SELECTION >>
To see why one DFT won't suffice, in the cell below:
1. Define a new signal `coldplay_cropped` using the first 10 seconds of the signal `coldplay`. **Make sure to use the variable `fs` defined for you.**
2. Compute `coldplay_freqs`, the magnitude of its spectrum; you may use numpy for this (check out [np.fft.fft](https://docs.scipy.org/doc/numpy/reference/generated/numpy.fft.fft.html) and [np.abs](https://docs.scipy.org/doc/numpy/reference/generated/numpy.absolute.html)).
3. Center the magnitude with [np.fft.fftshift](https://docs.scipy.org/doc/numpy/reference/generated/numpy.fft.fftshift.html). By default, when you compute the FFT, the samples of the DTFT that are returned go from $0$ to $2\pi$; fftshift moves them around so that they go from $-\pi$ to $\pi$, which is nicer for visualization.

In [None]:
# TODO: Compute the magnitude spectrum of the first 10 seconds of Viva La Vida


Let's see what the spectrum of the first 10 seconds of the song looks like.

In [None]:
plt.figure(figsize=(16, 4), dpi=200)
freqs = np.linspace(-fs/2, fs/2, len(coldplay_freqs))
plt.plot(freqs, coldplay_freqs)
plt.xlabel("Frequency [Hz]")
plt.ylabel("Magnitude")
plt.title("DFT of first 10 seconds of Viva La Vida")
plt.show()

Most of the frequency content is centered around the lower frequencies. In fact, we can barely see anything past 10 kHz, because human hearing stops around 15-20 kHz (and generally decreases with age), so there's no reason to include anything that high in music.

EXERCISE INSTRUCTIONS >> Update the DFT passage from "3. Center the" to "plt.plot(freqs, coldplay_freqs)" by replacing "coldplay_freqs" with "song_freqs", and give back that section. Rely only on the DFT passage.

DATA PROVIDED >>
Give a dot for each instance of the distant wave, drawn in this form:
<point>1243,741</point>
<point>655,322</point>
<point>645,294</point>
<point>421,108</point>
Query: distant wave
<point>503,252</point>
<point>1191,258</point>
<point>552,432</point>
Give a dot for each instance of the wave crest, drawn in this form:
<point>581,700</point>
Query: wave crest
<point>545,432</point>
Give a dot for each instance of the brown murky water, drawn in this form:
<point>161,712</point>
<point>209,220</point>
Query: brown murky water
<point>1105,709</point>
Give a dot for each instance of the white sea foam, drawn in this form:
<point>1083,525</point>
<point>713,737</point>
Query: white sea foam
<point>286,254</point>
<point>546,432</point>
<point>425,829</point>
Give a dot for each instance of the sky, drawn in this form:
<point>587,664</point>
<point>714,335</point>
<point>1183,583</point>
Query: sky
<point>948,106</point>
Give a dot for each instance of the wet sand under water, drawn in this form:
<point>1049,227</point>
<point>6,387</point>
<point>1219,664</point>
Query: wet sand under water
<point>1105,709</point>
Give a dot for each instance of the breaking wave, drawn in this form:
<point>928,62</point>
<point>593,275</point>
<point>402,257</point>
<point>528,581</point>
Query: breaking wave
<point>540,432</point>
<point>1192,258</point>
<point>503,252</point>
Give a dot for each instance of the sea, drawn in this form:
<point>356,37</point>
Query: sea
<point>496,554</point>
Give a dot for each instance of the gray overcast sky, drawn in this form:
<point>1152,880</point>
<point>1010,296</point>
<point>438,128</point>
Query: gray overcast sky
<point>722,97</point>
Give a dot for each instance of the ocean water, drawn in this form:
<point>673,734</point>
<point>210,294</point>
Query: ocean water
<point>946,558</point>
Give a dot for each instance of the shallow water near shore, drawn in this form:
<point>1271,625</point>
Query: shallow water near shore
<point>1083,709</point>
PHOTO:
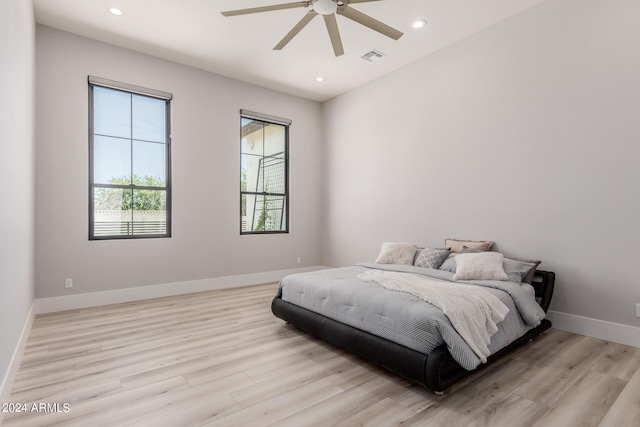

WORKED SOLUTION >>
3. Center the magnitude with [np.fft.fftshift](https://docs.scipy.org/doc/numpy/reference/generated/numpy.fft.fftshift.html). By default, when you compute the FFT, the samples of the DTFT that are returned go from $0$ to $2\pi$; fftshift moves them around so that they go from $-\pi$ to $\pi$, which is nicer for visualization.

In [None]:
# TODO: Compute the magnitude spectrum of the first 10 seconds of Viva La Vida


Let's see what the spectrum of the first 10 seconds of the song looks like.

In [None]:
plt.figure(figsize=(16, 4), dpi=200)
freqs = np.linspace(-fs/2, fs/2, len(song_freqs))
plt.plot(freqs, song_freqs)